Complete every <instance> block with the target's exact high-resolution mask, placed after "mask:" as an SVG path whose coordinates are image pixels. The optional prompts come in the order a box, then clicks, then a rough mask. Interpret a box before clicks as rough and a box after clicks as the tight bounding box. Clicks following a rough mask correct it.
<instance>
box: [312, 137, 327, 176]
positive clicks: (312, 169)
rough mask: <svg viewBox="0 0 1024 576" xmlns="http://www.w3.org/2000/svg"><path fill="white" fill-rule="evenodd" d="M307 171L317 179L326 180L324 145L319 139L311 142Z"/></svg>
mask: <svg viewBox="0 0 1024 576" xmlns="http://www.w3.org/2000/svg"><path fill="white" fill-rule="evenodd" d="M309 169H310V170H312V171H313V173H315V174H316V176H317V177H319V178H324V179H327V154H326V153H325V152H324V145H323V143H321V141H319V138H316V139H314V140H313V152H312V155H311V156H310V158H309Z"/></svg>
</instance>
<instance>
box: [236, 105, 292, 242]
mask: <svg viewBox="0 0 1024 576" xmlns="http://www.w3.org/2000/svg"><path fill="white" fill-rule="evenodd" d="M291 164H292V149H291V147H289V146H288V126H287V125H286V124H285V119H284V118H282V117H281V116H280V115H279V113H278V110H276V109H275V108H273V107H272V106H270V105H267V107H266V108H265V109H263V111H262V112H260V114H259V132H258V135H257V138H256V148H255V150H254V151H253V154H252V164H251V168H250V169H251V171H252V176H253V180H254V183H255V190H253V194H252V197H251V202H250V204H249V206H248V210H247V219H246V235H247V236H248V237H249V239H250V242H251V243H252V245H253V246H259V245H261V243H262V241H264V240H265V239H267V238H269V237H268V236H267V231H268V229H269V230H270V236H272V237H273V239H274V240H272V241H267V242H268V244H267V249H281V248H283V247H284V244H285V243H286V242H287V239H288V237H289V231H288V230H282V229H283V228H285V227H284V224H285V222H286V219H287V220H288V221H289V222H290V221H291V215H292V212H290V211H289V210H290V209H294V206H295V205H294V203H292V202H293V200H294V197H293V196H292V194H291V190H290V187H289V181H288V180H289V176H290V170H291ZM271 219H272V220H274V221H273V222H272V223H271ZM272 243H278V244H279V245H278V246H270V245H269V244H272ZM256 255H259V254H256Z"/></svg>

==

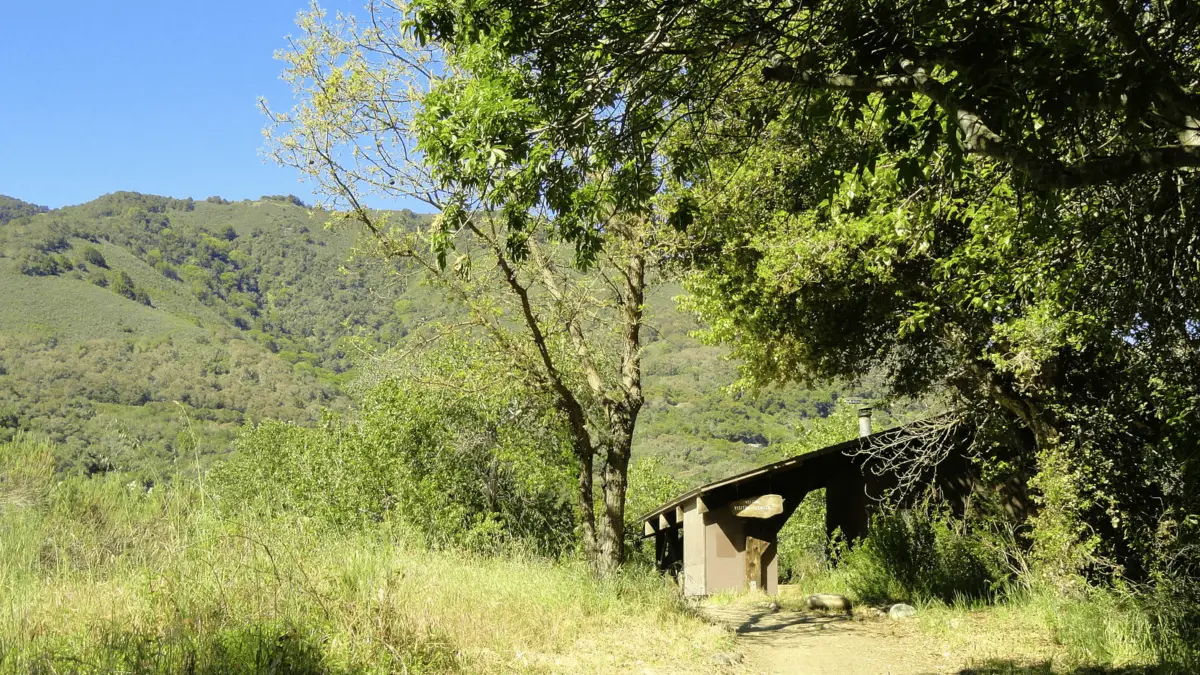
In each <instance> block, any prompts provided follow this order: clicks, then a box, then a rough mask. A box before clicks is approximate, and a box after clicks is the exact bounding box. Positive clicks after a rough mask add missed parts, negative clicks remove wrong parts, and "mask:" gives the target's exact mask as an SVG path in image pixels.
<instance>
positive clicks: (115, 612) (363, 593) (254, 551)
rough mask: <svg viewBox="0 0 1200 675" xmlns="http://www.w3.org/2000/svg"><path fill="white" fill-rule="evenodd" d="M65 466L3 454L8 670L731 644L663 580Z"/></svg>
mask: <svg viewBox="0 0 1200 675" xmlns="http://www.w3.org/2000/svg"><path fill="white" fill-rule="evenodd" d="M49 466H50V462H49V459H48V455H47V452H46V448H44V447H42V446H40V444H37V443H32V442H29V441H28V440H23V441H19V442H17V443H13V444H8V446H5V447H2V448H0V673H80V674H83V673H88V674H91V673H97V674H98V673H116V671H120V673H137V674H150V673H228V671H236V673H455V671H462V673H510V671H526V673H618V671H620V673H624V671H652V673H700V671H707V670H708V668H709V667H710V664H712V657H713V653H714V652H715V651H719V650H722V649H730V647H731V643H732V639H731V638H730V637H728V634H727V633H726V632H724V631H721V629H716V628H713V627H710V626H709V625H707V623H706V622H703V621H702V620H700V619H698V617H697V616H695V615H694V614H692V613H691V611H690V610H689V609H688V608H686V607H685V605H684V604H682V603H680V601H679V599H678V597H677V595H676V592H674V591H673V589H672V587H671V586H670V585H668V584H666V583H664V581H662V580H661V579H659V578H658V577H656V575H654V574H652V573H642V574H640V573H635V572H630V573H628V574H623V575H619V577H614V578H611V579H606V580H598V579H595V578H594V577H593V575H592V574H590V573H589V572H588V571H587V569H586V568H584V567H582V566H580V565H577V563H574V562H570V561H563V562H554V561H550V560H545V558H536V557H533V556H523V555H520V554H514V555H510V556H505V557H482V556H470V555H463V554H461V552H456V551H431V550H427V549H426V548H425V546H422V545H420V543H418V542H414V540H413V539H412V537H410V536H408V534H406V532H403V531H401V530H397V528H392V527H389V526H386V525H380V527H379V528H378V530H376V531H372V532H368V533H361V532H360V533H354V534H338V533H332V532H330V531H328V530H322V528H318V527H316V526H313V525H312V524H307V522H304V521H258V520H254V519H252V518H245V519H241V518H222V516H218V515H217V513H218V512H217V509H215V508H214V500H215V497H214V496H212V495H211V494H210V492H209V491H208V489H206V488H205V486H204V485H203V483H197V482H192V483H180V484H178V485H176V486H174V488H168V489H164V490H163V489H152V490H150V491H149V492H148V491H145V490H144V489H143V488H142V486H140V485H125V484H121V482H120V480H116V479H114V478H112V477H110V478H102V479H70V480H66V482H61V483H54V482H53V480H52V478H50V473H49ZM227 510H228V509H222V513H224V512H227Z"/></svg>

Your assignment: In the listing above, some lines may hold the string "target". Report how many, and nothing more.

Answer section: 2